_Requirement_.
Reproduce each of the records below word for word, omitting the pictures from your answer.

_Material to process_.
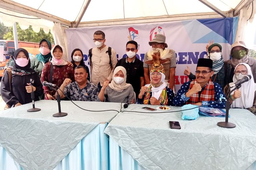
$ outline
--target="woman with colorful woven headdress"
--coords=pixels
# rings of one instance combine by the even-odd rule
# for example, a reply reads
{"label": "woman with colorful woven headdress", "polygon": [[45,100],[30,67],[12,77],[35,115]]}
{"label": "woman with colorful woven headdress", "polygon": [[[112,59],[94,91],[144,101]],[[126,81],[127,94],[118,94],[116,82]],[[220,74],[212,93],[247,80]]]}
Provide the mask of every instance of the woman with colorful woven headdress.
{"label": "woman with colorful woven headdress", "polygon": [[150,84],[141,87],[137,103],[168,106],[172,104],[174,94],[167,87],[165,78],[165,69],[157,59],[150,70]]}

_Answer to this task_.
$ outline
--target="woman with colorful woven headdress"
--coords=pixels
# rings of one instance combine by the even-odd rule
# for example, a reply reads
{"label": "woman with colorful woven headdress", "polygon": [[45,100],[30,67],[12,77],[35,115]]}
{"label": "woman with colorful woven headdress", "polygon": [[[112,59],[94,91],[144,101]],[[126,81],[127,94],[118,94],[116,82]],[[220,74],[212,93],[247,80]]]}
Provide the mask of every instance of the woman with colorful woven headdress.
{"label": "woman with colorful woven headdress", "polygon": [[150,84],[141,87],[137,103],[168,106],[172,104],[174,94],[167,87],[165,78],[165,69],[157,59],[150,70]]}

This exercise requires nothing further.